Set exercise 1 →
In the Zhihu crawler description, which system handles downloading and executing JavaScript?

::: Supplied text :::

A Scrapy Zhihu Crawler
zhihu-scrapy is a distributed crawler system for crawling zhihu website.The data we gather include user profile, followees and followers.Collected data can be used for various purpose(eg. finding communities, identifying popular answer posters)
It combines the following systems:
- scrapy (parsing and logging)
- selenium (downloading and executing javascript)
- redis (queueing and storing results)
The crawler system consists of one main redis server to manage crawling records. All crawling machines start a local redis server for storing user data.
Start redis server on main server and crawling machines.
Add initial users to the main redis server with Monitor, example:
>> from zhihu.utils import Monitor
>> init_list = ['first-id',]
>> Monitor.add_user_ids(init_list)
In zhihu/settings.py
set REDIS_HOST
to the ip address of the main redis server.
Use scrapy crawl zhihu_people
to start a crawler.
We provide the Monitor class to monitor crawlers, including solving captchas for them. To solve captchas for all crawlers that need captcha, use:
>> from zhihu.utils import Monitor
>> m = Monitor()
>> m.solve_captchas()
Each crawler needs to fetch an account from the account pool to start. To add accounts to account pool, use:
>> from zhihu.utils import Monitor
>> m = Monitor()
>> m.add_account('username','password')
>> from zhihu.utils import Monitor
>> m = Monitor()
>> m.stats()

:::

Set exercise 2 →
Copy word for word the lines of the records from the line with "Definition first: for each instance of the boy's" to the line with "[[247, 135]]", including both of those lines.

::: Data in this exercise :::

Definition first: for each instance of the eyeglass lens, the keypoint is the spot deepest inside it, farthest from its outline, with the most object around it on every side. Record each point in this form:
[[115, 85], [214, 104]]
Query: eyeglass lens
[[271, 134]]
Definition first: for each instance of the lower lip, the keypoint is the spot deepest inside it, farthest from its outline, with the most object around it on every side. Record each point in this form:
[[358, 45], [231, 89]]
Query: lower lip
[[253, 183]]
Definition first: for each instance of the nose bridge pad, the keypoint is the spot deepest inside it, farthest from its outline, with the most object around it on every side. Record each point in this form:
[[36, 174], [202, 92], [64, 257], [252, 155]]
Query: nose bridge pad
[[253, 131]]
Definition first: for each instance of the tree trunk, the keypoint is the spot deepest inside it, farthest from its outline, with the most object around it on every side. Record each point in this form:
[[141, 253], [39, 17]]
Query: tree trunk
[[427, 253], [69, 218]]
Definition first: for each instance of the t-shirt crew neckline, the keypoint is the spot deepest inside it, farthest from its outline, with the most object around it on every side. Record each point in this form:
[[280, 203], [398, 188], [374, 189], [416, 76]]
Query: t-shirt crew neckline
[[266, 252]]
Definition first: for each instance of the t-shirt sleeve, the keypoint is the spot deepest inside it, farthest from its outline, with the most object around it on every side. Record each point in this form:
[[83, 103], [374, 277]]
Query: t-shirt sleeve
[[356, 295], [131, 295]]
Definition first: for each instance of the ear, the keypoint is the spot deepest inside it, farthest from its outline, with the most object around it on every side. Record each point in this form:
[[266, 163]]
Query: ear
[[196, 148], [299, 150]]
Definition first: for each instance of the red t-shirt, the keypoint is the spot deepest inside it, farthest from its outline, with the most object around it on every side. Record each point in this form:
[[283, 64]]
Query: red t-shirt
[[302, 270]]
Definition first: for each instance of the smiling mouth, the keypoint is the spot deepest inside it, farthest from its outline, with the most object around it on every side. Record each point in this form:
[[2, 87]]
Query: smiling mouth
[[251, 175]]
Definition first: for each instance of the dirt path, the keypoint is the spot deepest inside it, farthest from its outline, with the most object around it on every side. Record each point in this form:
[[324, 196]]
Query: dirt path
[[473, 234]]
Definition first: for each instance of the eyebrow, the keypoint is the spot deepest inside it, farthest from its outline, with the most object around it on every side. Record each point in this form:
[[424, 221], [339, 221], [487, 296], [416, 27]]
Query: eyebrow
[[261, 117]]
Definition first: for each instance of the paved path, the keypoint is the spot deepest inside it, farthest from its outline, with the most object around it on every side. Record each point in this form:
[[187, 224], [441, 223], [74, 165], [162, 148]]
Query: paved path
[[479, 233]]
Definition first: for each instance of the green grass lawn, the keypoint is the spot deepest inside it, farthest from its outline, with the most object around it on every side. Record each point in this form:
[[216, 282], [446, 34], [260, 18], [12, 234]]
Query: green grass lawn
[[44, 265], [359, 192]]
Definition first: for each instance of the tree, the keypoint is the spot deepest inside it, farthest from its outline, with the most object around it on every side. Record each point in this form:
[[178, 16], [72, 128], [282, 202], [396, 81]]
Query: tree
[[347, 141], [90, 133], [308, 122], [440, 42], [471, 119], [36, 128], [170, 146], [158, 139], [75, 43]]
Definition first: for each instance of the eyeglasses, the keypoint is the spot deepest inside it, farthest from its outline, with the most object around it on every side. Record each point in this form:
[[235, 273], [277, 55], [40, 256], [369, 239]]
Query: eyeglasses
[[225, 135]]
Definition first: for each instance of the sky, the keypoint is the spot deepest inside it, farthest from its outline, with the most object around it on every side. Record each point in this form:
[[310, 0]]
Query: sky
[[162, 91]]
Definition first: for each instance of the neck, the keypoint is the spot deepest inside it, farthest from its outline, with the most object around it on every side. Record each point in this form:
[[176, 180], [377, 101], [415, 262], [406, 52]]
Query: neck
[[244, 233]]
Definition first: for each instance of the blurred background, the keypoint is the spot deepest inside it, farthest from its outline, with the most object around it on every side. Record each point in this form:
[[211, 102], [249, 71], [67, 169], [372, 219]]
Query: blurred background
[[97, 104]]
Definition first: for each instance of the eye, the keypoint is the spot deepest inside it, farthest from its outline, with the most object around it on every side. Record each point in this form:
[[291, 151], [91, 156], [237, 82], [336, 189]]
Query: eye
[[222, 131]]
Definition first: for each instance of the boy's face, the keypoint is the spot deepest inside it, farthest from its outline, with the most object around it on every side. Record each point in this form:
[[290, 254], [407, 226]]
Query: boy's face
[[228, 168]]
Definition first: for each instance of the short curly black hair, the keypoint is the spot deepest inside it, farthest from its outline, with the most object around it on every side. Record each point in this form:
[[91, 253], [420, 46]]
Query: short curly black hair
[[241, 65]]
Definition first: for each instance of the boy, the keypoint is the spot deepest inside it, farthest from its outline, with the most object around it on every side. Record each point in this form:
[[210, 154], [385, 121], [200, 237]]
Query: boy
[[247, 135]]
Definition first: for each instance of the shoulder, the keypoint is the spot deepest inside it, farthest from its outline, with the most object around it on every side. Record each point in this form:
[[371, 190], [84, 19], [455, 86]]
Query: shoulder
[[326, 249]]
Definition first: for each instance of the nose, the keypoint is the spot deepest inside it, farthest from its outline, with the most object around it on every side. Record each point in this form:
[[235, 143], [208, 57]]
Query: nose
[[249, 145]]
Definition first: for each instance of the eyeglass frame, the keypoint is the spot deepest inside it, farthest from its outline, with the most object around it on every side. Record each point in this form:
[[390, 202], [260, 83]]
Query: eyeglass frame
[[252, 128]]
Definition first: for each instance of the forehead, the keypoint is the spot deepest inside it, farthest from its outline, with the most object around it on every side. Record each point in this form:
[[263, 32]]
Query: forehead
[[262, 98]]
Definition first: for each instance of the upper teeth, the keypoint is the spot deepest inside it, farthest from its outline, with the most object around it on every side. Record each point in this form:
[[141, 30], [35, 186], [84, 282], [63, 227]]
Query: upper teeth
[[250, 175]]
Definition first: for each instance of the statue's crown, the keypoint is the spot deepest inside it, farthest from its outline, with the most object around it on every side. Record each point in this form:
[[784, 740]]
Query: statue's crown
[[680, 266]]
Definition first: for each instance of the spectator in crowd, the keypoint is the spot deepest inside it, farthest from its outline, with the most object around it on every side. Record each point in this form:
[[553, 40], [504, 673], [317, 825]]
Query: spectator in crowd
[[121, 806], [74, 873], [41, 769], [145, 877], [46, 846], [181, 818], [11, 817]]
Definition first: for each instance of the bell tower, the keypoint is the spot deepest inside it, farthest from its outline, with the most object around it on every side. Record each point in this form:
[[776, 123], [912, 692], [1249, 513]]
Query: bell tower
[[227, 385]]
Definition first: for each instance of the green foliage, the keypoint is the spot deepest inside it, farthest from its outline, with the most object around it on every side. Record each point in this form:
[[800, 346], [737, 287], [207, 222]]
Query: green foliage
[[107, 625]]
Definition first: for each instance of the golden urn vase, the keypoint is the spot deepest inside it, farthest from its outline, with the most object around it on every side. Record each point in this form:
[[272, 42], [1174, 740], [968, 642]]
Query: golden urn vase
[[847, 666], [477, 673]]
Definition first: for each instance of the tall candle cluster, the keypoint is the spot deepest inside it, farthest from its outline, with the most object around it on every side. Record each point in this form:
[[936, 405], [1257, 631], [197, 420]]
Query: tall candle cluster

:::

Correct answer 1 →
Selenium

Correct answer 2 →
Definition first: for each instance of the boy's face, the keypoint is the spot deepest inside it, farthest from its outline, with the most object around it on every side. Record each point in this form:
[[290, 254], [407, 226]]
Query: boy's face
[[228, 168]]
Definition first: for each instance of the short curly black hair, the keypoint is the spot deepest inside it, farthest from its outline, with the most object around it on every side. Record each point in this form:
[[91, 253], [420, 46]]
Query: short curly black hair
[[241, 65]]
Definition first: for each instance of the boy, the keypoint is the spot deepest inside it, farthest from its outline, with the most object around it on every side. Record each point in this form:
[[210, 154], [385, 121], [200, 237]]
Query: boy
[[247, 135]]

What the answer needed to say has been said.